| Directions for this task |
Write out the entire listing exactly, so that each line matches the original.

| Exercise material |

______________________________

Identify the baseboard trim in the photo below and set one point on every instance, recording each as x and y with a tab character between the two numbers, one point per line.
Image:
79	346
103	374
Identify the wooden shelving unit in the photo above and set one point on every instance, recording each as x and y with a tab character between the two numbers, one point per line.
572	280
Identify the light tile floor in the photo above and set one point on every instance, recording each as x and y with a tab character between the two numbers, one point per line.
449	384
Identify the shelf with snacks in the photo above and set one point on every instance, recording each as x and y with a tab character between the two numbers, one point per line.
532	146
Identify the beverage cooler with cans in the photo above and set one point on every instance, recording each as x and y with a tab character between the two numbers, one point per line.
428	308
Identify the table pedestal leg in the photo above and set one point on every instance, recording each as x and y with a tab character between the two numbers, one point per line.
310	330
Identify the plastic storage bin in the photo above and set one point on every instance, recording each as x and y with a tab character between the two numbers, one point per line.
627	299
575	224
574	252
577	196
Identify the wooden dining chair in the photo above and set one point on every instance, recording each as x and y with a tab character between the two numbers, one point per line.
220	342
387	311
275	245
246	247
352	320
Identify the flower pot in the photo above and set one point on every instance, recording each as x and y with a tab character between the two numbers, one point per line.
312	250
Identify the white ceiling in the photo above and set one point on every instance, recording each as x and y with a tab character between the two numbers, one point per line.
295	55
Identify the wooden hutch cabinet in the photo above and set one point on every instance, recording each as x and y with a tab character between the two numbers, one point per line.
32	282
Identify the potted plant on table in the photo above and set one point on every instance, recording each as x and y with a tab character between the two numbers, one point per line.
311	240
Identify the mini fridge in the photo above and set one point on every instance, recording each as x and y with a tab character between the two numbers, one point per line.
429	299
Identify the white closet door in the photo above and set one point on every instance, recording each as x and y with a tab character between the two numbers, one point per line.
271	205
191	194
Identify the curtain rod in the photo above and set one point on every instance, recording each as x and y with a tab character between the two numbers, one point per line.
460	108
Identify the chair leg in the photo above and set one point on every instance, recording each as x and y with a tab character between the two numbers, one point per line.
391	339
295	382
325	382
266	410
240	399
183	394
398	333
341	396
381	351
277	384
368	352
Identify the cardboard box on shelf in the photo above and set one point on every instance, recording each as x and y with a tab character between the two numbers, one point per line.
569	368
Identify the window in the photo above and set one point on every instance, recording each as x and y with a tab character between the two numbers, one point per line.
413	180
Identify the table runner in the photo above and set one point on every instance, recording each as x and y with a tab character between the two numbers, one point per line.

______________________________

| Response to the exercise |
Identify the baseboard trim in the photo below and set one point on every instance, recording each as x and y with a tab character between the two numbers, one point per line.
Image:
79	346
103	374
Identify the wooden shelving unit in the photo above and set one point on every instance, recording each as x and y with a tab character between the two numbers, one point per line.
572	280
Identify the light tile floor in the photo above and set one point on every instance, recording each as x and y with a tab character between the two numbers, one point per line.
449	384
Identify the shelf with snacks in the photo above and set one point on every instance, recording each as x and y with a tab character between the two numbers, one point per line.
532	146
Identify the beverage cooler with cans in the photo above and set one point on every instance, recording each as x and y with a tab character between the two numbers, one point per line.
428	308
Identify the table pedestal leg in the photo above and set one point on every instance, recording each as x and y with a tab character between the two numbers, one point per line.
310	330
Identify the plastic storage bin in the photo above and set one point on every instance, recording each as x and y with a tab character between the two numbers, one point per line.
627	299
575	224
574	252
577	196
Identify the wooden dining chair in the photo above and set one point on every instance, recording each as x and y with a tab character between the two numbers, one point per line.
220	342
387	311
275	245
246	247
352	320
Identify the flower pot in the photo above and set one point on every instance, recording each as x and y with a tab character between the two numbers, one point per line.
312	250
Identify the white ceiling in the photo above and set one point on every instance, recording each as x and y with a tab character between the two numbers, one point per line.
295	55
Identify the wooden hutch cabinet in the photo above and set one point on every instance, recording each as x and y with a tab character between the two numbers, one point per line.
32	282
Identify the potted plant on table in the photo above and set one point on every instance, recording each as x and y with a tab character between the two numbers, one point per line.
311	240
Identify the mini fridge in the photo above and set one point on every instance, recording each as x and y with a tab character between the two numbers, one point per line.
429	299
Identify the white closet door in the photo above and set one point on every instance, recording each as x and y with a tab character between the two numbers, one point per line.
271	205
191	194
Identify the curtain rod in the photo above and set one point on every instance, recording each as x and y with a tab character between the two numbers, one point per line.
460	108
Identify the chair leg in the photo above and set one point on every instance, recording each as x and y with a tab character between the two numbers, one point per line.
391	339
295	382
325	382
266	410
240	399
183	394
398	333
341	396
381	351
277	384
368	352
Identify the cardboard box on shelf in the photo above and set one point on every instance, recording each as x and y with a tab character between the two numbers, one point per line.
569	368
Identify the window in the photo above and set one point on every instance, recording each as x and y with a tab character between the two numbers, one point per line.
413	180
Identify the table runner in the photo above and set one point on every instance, recording each as x and y with a tab character between the two numbers, one point per line.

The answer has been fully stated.